What is expected — Copy out the listing exactly.

————————

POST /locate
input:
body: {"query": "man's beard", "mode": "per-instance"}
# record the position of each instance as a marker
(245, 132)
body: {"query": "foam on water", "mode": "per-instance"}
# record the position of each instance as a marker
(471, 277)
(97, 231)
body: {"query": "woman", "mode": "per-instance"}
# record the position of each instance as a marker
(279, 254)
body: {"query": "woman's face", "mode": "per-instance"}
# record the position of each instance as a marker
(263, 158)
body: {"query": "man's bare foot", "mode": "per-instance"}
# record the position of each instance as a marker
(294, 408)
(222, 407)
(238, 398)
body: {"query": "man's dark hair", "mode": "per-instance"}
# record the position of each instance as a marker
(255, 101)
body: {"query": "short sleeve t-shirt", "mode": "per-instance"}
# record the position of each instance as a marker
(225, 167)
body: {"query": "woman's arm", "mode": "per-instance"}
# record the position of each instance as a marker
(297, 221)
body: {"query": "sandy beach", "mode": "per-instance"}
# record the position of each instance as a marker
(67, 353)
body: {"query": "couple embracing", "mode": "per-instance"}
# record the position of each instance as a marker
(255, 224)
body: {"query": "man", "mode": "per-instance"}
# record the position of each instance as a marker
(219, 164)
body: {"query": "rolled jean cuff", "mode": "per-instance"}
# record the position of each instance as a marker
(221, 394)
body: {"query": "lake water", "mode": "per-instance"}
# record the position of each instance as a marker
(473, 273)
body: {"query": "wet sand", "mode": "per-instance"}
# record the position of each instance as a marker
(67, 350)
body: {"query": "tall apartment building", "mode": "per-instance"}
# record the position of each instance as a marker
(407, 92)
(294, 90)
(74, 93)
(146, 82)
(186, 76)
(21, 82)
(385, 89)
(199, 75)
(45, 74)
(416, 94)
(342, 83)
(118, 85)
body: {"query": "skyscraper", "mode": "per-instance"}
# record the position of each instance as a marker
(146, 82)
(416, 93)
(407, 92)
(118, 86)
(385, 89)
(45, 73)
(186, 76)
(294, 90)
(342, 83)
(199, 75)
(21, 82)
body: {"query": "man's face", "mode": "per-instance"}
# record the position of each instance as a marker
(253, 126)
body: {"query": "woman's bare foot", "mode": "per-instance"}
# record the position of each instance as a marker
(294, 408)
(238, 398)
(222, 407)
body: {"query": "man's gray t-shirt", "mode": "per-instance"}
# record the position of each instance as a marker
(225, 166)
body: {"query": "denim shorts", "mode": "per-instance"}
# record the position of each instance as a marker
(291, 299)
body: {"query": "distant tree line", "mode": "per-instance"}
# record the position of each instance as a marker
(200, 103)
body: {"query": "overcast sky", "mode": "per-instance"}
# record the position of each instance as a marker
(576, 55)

————————

Result —
POST /locate
input:
body: {"query": "man's beard", "mode": "per-instance"}
# record the position of each instance as a marker
(245, 132)
body: {"query": "foam on water", "mode": "per-instance"}
# record the position of each instance as a marker
(471, 277)
(97, 231)
body: {"query": "woman", "mode": "per-instance"}
# record the position of each instance as a marker
(279, 254)
body: {"query": "woman's face", "mode": "per-instance"}
# record the position of each instance as a marker
(263, 158)
body: {"query": "man's bare foot", "mode": "per-instance"}
# record the position of each instance as a marker
(294, 408)
(222, 407)
(238, 398)
body: {"query": "man's dark hair", "mode": "per-instance"}
# record the position of each instance as a marker
(255, 101)
body: {"query": "short sleeve t-shirt", "mode": "per-instance"}
# record the position of each instance as a marker
(225, 167)
body: {"query": "woman's arm", "mode": "per-instance"}
# record the position of each instance as a marker
(297, 221)
body: {"query": "sandy beach", "mode": "per-instance"}
# record the position of each instance as a marker
(67, 353)
body: {"query": "couple embracing", "mode": "per-instance"}
# record the position of each instance as a marker
(255, 224)
body: {"query": "man", "mode": "per-instance"}
# record the position of each instance as a marker
(219, 164)
body: {"query": "rolled jean cuff", "mode": "per-instance"}
# record the position of each instance as a marker
(221, 394)
body: {"query": "lake water", "mode": "per-instance"}
# record the position of each instance as a marker
(473, 273)
body: {"query": "wet sand", "mode": "per-instance"}
# record the position of each instance as a marker
(67, 350)
body: {"query": "tall apartment building", "mode": "per-instance"}
# record the position of each instance as a marker
(407, 92)
(294, 90)
(74, 93)
(146, 82)
(186, 76)
(21, 82)
(385, 89)
(199, 75)
(45, 74)
(416, 94)
(342, 83)
(118, 85)
body: {"query": "skyscraper", "mode": "per-instance"}
# record the position of each instance as a marker
(146, 82)
(416, 93)
(407, 92)
(118, 86)
(385, 89)
(45, 73)
(186, 76)
(294, 90)
(342, 83)
(199, 75)
(21, 82)
body: {"query": "man's face", "mode": "per-instance"}
# record the position of each instance as a marker
(253, 126)
body: {"query": "woman's bare foot", "mode": "per-instance"}
# record the position of each instance as a marker
(294, 408)
(238, 398)
(222, 407)
body: {"query": "man's gray t-shirt", "mode": "per-instance"}
# record the position of each instance as a marker
(225, 166)
body: {"query": "denim shorts", "mode": "per-instance"}
# record the position of each instance as a marker
(291, 299)
body: {"query": "distant tree line", "mode": "per-instance"}
# record the position of each instance as a marker
(200, 103)
body: {"query": "overcast sky", "mode": "per-instance"}
# record the position of each instance as a marker
(576, 55)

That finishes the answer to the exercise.